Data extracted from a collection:
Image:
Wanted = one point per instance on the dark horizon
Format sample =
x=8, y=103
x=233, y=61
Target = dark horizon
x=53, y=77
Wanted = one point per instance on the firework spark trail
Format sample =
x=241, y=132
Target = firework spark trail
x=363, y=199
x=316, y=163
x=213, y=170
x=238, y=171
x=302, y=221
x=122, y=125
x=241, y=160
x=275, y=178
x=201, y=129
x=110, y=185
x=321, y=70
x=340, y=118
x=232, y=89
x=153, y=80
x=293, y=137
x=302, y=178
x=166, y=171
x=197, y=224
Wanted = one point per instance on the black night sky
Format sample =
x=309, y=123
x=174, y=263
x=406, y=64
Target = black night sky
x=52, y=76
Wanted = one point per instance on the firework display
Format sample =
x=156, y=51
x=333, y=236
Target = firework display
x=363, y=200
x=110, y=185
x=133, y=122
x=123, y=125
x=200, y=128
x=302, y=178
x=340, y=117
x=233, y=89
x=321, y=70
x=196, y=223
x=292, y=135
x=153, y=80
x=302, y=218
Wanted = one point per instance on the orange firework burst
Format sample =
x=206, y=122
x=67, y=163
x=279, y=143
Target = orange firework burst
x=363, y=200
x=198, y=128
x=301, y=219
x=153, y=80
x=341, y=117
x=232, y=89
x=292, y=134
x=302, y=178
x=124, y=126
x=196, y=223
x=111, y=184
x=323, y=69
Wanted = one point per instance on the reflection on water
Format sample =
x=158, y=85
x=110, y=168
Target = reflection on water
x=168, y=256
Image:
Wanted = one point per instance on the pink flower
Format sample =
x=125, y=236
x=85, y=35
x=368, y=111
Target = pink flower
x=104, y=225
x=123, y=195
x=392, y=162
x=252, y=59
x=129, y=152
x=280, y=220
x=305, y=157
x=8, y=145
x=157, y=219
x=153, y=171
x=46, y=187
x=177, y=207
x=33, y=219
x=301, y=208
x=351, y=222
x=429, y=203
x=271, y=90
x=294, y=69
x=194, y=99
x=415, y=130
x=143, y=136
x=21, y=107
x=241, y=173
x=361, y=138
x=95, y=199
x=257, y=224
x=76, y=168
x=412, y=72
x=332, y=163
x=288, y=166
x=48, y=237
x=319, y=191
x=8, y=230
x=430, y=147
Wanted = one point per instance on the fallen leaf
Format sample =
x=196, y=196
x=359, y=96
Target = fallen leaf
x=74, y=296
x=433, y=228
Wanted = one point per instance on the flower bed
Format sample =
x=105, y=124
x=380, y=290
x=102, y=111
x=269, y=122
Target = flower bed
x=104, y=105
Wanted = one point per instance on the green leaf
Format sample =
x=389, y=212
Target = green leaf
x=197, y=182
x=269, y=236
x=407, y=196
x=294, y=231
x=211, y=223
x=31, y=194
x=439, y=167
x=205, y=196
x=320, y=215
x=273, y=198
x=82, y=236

The exercise -> Write out every record shown above, word for word.

Task output ->
Image:
Wanted = one point per instance on the dark horizon
Format sample =
x=8, y=103
x=233, y=61
Target = dark horizon
x=53, y=77
Wanted = one point per instance on the firework spark trail
Format sample =
x=241, y=132
Target = firework spark trail
x=363, y=199
x=316, y=163
x=213, y=170
x=238, y=171
x=302, y=221
x=122, y=125
x=241, y=160
x=275, y=178
x=201, y=129
x=110, y=185
x=321, y=70
x=340, y=118
x=232, y=89
x=153, y=80
x=293, y=137
x=302, y=178
x=166, y=171
x=197, y=224
Wanted = one point per instance on the black night sky
Format sample =
x=309, y=123
x=174, y=263
x=406, y=64
Target = black night sky
x=52, y=76
Wanted = one point per instance on the firework display
Format sample =
x=156, y=51
x=333, y=236
Target = firework display
x=363, y=200
x=110, y=185
x=133, y=122
x=123, y=125
x=200, y=128
x=302, y=178
x=340, y=117
x=233, y=89
x=321, y=70
x=196, y=223
x=292, y=135
x=153, y=80
x=302, y=218
Wanted = one point per instance on the orange firework burst
Format sample =
x=206, y=122
x=67, y=163
x=279, y=143
Target = orange firework burst
x=363, y=200
x=198, y=128
x=301, y=219
x=153, y=80
x=341, y=117
x=232, y=89
x=292, y=134
x=302, y=178
x=124, y=126
x=196, y=223
x=111, y=184
x=323, y=69
Wanted = one point per instance on the reflection on water
Format sample =
x=158, y=85
x=110, y=168
Target = reflection on water
x=168, y=256
Image:
Wanted = one point per instance on the pink flower
Format sample =
x=125, y=236
x=85, y=35
x=368, y=111
Target = pink flower
x=104, y=225
x=123, y=195
x=392, y=162
x=252, y=59
x=129, y=152
x=280, y=220
x=305, y=157
x=8, y=145
x=157, y=219
x=153, y=171
x=46, y=187
x=177, y=207
x=33, y=219
x=301, y=208
x=351, y=222
x=429, y=203
x=271, y=90
x=294, y=69
x=194, y=99
x=415, y=130
x=143, y=136
x=21, y=107
x=241, y=173
x=361, y=138
x=95, y=199
x=257, y=224
x=76, y=168
x=412, y=72
x=332, y=163
x=288, y=166
x=48, y=237
x=319, y=191
x=8, y=230
x=430, y=147
Wanted = one point per instance on the fallen leaf
Format sample =
x=196, y=196
x=359, y=96
Target = fallen leaf
x=74, y=296
x=433, y=228
Wanted = one point per instance on the flower bed
Format sample =
x=105, y=124
x=380, y=290
x=102, y=111
x=269, y=122
Target = flower bed
x=104, y=105
Wanted = one point per instance on the green leaf
Format sample =
x=389, y=212
Target = green leaf
x=197, y=182
x=269, y=236
x=407, y=196
x=294, y=231
x=211, y=223
x=31, y=194
x=439, y=167
x=205, y=196
x=320, y=215
x=273, y=198
x=82, y=236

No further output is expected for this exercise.